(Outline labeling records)
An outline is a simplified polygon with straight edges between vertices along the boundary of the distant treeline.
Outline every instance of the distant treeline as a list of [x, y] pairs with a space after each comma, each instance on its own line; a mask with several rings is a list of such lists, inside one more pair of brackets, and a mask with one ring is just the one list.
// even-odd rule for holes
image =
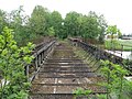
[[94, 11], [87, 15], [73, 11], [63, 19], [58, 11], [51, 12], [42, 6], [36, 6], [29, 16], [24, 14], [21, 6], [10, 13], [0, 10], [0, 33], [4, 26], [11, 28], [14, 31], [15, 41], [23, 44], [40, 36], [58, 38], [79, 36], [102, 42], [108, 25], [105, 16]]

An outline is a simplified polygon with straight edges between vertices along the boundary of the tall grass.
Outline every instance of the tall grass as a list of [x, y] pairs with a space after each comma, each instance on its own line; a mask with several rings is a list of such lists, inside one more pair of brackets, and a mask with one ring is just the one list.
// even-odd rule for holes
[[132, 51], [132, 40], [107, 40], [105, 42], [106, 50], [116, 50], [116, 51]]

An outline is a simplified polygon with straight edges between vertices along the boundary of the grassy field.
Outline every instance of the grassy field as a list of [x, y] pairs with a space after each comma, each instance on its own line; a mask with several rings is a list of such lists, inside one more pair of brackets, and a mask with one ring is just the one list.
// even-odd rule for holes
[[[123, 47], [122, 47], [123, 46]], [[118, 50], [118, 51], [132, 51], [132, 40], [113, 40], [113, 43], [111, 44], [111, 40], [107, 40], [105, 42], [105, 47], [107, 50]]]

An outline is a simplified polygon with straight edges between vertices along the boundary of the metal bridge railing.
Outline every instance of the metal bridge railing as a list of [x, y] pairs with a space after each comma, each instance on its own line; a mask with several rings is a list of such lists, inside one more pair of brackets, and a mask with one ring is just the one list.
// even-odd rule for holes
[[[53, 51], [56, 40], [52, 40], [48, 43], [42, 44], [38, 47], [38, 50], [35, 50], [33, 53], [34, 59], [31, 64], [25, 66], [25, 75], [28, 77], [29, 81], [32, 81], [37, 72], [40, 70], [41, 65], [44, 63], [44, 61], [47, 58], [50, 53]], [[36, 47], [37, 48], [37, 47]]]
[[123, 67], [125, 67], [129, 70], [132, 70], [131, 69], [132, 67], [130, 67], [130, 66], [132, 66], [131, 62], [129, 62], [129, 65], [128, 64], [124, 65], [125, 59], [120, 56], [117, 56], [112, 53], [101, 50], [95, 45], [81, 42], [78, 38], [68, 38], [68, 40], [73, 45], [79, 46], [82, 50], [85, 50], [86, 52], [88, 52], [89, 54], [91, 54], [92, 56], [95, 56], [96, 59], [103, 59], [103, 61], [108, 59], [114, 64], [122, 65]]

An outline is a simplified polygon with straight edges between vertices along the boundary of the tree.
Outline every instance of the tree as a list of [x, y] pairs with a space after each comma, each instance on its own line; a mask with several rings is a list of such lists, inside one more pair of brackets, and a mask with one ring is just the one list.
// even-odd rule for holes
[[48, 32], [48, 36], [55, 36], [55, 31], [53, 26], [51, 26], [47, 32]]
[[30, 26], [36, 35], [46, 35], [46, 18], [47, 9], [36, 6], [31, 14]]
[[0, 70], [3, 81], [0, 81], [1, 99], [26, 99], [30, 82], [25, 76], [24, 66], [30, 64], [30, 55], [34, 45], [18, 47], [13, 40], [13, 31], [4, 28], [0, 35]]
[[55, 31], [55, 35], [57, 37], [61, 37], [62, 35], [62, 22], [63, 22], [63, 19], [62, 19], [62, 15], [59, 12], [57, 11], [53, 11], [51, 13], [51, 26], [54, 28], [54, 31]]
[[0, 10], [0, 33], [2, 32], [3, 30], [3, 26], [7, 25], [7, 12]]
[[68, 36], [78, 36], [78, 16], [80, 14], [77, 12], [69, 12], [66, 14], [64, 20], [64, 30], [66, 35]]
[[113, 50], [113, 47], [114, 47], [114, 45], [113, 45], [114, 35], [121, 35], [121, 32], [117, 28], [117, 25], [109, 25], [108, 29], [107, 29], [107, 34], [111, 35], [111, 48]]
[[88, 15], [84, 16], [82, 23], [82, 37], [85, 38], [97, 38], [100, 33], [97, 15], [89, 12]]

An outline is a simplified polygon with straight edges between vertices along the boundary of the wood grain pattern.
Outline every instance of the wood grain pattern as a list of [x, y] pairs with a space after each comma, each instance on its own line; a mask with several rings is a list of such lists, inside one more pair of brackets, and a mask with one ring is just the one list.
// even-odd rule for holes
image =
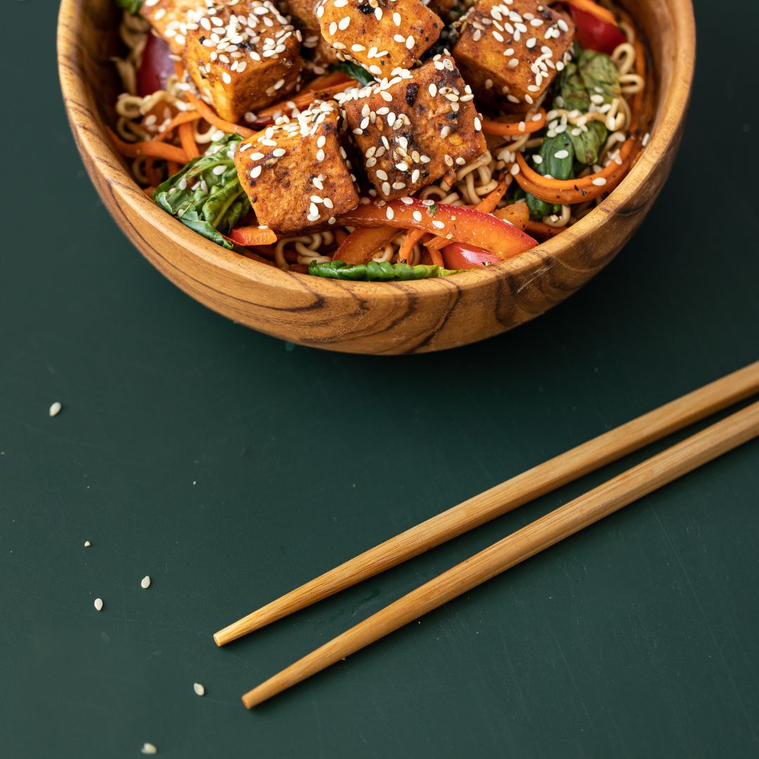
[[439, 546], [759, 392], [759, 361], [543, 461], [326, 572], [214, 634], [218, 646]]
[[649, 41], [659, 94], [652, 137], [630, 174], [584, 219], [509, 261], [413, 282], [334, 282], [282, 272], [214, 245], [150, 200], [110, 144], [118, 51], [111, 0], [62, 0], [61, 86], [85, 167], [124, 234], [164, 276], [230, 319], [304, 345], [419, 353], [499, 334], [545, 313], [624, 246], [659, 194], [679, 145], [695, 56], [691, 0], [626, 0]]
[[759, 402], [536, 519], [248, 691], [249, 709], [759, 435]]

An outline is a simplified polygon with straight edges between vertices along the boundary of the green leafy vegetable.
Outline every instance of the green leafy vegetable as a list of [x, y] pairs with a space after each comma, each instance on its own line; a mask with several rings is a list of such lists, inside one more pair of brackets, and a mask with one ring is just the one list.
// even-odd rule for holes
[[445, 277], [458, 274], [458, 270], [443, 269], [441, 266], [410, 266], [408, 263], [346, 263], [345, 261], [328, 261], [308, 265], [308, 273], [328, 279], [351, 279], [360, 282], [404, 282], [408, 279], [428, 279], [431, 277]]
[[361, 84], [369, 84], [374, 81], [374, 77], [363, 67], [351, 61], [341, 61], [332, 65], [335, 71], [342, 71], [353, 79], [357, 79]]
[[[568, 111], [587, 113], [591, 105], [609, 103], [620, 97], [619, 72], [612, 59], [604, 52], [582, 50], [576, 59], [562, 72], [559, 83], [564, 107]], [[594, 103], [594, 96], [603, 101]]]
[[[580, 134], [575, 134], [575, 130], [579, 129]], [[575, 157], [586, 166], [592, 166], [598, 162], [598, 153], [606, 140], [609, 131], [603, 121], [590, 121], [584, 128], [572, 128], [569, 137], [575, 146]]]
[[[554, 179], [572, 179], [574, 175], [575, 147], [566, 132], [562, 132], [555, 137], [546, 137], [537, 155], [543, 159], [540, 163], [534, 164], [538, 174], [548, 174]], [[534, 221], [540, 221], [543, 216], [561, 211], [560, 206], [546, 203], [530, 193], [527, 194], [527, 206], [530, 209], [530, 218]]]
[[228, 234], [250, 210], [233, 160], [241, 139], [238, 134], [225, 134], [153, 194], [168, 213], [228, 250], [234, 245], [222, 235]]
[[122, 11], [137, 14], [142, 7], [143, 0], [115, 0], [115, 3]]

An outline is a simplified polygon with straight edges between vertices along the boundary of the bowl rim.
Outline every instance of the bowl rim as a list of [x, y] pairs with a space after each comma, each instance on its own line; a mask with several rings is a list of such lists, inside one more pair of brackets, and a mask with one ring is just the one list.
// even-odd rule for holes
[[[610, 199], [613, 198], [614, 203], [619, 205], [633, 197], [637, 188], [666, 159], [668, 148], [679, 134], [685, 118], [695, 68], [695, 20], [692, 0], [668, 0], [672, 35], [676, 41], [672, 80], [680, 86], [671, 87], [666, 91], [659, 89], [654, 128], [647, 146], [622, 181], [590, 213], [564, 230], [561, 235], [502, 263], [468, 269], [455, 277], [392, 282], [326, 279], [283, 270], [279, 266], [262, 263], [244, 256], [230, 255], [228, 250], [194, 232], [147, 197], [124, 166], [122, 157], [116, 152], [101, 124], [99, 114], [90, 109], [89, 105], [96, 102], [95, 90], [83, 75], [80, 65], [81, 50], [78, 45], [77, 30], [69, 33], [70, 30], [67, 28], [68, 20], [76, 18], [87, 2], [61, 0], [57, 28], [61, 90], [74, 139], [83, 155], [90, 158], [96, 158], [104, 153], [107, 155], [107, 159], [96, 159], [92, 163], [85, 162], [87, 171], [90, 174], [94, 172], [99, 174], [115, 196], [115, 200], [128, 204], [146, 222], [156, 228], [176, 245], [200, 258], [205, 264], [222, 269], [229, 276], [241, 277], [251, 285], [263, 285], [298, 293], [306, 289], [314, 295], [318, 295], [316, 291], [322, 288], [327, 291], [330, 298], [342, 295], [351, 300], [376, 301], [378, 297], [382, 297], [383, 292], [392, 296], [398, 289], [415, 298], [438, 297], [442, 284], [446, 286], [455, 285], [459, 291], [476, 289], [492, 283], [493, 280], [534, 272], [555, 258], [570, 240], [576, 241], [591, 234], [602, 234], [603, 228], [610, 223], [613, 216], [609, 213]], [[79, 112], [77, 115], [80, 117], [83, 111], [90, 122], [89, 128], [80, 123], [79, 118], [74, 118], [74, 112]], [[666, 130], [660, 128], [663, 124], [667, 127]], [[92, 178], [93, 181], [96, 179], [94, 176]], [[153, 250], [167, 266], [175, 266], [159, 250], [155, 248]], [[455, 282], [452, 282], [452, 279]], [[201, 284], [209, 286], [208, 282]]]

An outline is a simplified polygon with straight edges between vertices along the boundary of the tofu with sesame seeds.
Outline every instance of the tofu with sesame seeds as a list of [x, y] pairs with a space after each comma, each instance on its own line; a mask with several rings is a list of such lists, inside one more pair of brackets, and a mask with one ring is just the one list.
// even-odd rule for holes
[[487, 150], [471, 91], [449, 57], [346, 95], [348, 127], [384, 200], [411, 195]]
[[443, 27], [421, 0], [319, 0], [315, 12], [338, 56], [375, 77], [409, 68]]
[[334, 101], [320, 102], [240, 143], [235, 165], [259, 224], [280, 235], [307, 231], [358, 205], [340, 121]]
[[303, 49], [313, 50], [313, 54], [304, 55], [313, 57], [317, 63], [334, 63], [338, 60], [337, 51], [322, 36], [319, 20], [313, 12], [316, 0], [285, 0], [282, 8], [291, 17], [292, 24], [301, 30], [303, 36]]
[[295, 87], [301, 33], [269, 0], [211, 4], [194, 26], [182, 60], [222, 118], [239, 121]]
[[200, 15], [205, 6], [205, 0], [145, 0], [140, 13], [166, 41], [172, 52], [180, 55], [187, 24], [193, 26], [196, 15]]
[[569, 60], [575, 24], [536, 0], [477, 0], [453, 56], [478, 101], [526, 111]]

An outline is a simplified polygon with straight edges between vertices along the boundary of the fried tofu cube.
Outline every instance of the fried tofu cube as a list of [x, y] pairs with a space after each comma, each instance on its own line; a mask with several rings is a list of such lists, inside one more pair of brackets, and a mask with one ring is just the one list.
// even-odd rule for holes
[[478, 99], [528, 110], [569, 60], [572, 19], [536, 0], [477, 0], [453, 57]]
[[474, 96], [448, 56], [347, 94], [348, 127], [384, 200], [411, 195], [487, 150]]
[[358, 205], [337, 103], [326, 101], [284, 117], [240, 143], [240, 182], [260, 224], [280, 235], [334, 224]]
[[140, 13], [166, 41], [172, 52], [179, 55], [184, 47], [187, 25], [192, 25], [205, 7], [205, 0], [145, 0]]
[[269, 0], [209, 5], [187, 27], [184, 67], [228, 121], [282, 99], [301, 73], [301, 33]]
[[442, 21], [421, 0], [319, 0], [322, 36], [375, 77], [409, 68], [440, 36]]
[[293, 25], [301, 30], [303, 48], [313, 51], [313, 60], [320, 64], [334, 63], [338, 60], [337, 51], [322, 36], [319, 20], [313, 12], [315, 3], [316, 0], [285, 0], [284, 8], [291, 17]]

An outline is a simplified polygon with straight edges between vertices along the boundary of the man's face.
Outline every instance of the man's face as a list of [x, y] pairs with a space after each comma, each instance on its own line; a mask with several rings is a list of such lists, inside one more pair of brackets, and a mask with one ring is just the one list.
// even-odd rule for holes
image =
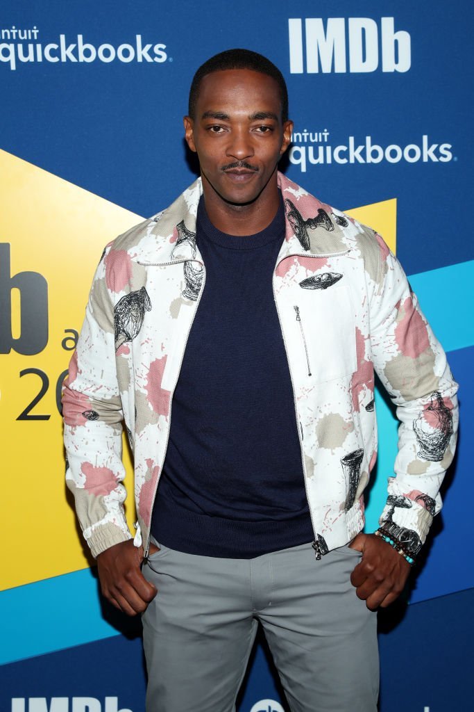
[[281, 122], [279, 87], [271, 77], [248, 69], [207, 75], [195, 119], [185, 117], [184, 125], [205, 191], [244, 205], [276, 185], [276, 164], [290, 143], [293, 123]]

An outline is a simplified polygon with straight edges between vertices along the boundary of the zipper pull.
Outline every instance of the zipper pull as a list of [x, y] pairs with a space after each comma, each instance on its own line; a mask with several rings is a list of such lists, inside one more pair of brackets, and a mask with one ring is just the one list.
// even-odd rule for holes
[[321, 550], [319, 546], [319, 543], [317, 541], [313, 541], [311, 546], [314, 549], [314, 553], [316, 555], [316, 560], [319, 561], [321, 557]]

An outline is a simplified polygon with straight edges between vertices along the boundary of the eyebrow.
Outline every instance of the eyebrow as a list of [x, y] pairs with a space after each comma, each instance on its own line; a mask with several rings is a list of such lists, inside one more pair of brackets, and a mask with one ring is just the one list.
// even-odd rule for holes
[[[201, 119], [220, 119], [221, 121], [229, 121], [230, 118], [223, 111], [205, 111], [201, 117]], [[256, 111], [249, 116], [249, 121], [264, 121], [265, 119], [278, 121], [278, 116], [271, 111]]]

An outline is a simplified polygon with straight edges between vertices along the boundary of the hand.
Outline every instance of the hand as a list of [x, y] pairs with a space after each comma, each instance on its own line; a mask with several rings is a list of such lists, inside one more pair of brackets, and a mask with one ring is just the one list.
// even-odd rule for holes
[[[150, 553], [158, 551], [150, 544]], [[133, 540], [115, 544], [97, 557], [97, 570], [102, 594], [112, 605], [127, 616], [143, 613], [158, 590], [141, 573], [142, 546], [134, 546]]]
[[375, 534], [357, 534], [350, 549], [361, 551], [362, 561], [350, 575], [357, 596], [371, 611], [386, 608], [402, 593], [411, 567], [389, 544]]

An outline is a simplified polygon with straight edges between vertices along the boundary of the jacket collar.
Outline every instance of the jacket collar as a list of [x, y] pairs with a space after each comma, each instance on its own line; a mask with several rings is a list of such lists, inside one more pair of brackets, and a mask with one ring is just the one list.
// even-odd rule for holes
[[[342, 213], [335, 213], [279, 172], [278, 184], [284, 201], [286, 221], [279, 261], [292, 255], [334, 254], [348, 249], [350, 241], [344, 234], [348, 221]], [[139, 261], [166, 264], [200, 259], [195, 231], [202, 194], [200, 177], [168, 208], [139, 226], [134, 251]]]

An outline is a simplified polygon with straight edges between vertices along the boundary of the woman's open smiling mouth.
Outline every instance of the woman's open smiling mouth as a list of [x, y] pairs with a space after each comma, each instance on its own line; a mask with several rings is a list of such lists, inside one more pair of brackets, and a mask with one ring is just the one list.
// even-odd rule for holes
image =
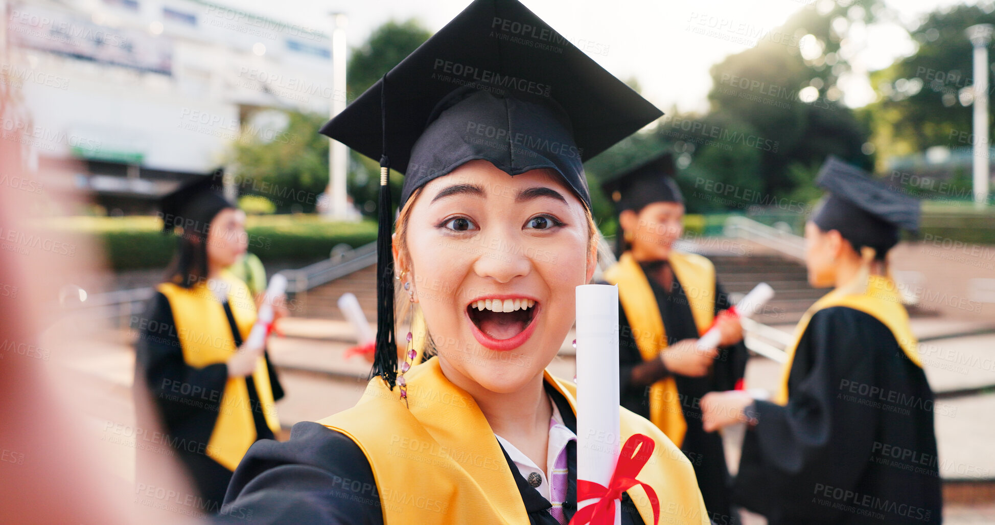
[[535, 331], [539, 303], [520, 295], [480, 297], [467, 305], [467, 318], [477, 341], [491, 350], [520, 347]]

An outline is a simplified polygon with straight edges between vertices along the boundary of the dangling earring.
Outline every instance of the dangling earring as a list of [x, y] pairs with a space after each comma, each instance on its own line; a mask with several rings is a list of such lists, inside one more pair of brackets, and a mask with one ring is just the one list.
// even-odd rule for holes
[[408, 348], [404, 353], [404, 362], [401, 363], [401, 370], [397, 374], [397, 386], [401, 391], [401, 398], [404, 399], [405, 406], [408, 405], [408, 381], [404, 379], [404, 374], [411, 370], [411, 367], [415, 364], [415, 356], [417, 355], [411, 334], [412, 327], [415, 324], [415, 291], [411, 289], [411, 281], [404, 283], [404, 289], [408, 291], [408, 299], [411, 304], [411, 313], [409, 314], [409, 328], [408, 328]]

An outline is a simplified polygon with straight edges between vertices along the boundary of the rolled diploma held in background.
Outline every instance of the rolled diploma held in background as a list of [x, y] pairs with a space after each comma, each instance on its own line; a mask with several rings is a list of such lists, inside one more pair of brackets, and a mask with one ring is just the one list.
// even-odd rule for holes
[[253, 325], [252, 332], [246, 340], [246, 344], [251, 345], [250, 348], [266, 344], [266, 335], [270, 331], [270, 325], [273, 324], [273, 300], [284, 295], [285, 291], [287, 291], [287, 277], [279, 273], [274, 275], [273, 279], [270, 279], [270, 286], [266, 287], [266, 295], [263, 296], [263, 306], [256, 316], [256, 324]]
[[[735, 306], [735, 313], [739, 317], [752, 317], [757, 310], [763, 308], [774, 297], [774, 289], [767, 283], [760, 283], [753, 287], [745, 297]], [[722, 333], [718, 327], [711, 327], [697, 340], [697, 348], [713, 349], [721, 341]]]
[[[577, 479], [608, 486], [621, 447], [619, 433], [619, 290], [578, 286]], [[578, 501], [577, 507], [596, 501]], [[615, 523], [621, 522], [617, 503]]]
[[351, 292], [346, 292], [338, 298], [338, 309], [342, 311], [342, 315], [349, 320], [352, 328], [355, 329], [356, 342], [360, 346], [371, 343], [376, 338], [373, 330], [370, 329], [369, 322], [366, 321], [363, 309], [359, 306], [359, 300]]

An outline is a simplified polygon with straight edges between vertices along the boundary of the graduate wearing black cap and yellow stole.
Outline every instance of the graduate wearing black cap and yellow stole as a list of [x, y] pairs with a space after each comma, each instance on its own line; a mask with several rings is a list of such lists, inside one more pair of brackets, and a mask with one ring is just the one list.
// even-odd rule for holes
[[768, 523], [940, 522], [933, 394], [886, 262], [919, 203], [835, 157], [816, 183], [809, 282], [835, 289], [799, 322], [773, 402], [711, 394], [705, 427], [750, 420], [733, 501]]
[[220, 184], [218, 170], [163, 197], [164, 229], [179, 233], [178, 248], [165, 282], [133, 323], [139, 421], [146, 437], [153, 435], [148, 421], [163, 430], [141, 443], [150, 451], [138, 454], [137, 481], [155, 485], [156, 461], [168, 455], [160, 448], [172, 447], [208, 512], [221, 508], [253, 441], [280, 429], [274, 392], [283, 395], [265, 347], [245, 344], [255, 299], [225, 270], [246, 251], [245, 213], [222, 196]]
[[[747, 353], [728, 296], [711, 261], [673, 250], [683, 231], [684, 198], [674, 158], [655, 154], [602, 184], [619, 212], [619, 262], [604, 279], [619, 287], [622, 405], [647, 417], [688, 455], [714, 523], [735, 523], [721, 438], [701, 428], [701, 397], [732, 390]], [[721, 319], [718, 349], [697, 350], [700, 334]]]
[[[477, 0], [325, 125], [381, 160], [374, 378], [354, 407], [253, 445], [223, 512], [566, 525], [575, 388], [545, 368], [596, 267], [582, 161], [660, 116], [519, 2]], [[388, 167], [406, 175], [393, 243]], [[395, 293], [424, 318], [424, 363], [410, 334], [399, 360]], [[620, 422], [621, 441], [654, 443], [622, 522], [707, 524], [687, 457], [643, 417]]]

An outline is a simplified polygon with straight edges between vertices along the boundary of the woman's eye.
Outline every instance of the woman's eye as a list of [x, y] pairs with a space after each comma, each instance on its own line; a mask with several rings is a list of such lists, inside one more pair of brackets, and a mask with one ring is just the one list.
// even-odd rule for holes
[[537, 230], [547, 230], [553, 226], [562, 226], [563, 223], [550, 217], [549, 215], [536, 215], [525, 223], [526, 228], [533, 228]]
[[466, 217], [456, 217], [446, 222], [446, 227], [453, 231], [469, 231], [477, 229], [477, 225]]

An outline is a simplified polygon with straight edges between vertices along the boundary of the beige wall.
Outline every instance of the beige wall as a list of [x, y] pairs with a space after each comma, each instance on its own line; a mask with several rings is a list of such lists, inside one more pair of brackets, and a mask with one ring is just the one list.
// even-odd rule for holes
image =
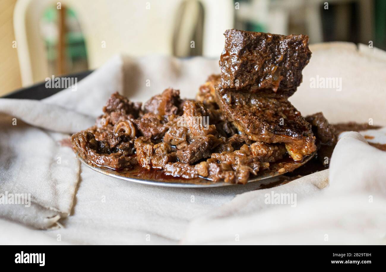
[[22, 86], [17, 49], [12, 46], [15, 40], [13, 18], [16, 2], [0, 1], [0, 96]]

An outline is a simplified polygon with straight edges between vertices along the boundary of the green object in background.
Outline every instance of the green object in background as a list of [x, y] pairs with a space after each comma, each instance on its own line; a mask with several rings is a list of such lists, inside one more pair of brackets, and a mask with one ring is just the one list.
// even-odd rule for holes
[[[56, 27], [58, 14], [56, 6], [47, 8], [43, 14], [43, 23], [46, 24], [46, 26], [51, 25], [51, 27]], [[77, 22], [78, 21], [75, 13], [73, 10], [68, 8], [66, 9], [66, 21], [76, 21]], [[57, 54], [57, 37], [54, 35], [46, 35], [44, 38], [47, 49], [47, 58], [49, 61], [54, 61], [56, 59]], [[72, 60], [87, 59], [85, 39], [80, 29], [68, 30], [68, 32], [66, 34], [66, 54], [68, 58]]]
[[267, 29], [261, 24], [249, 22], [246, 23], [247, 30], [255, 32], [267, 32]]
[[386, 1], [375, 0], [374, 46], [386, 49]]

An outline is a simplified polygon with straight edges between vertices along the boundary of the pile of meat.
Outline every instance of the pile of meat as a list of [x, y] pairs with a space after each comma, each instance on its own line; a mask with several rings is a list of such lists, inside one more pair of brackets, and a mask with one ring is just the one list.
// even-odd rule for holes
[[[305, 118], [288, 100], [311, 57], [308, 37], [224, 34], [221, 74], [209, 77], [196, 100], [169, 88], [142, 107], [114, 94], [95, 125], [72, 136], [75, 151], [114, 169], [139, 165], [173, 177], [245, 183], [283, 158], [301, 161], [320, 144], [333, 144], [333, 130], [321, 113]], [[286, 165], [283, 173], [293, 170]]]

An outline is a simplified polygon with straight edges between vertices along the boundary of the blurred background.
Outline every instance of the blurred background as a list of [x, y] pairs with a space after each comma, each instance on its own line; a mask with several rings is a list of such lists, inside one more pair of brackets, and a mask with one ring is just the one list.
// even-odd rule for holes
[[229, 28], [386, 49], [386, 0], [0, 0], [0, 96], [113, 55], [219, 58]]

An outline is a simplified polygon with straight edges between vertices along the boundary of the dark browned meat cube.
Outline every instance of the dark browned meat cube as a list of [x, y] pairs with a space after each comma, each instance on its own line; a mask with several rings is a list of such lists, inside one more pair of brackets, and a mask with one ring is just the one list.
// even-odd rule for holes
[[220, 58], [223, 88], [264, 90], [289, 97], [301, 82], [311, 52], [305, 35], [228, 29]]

### What to do
Please quote exactly the lines from the one containing "browned meat cube." through the last line of the records above, both included, and nothing else.

### Response below
An outline is a simplified polygon with straight edges between vertices along the boundary of the dark browned meat cube.
Outline every instance of the dark browned meat cube as a list of [x, y] pairs with a space after each comma, each instance on its own line; a mask with several rings is a list of such lists, inside one more pair of brackets, and a mask with one ring is just the one list.
// even-odd rule for holes
[[220, 58], [223, 88], [264, 90], [289, 97], [301, 82], [311, 52], [305, 35], [228, 29]]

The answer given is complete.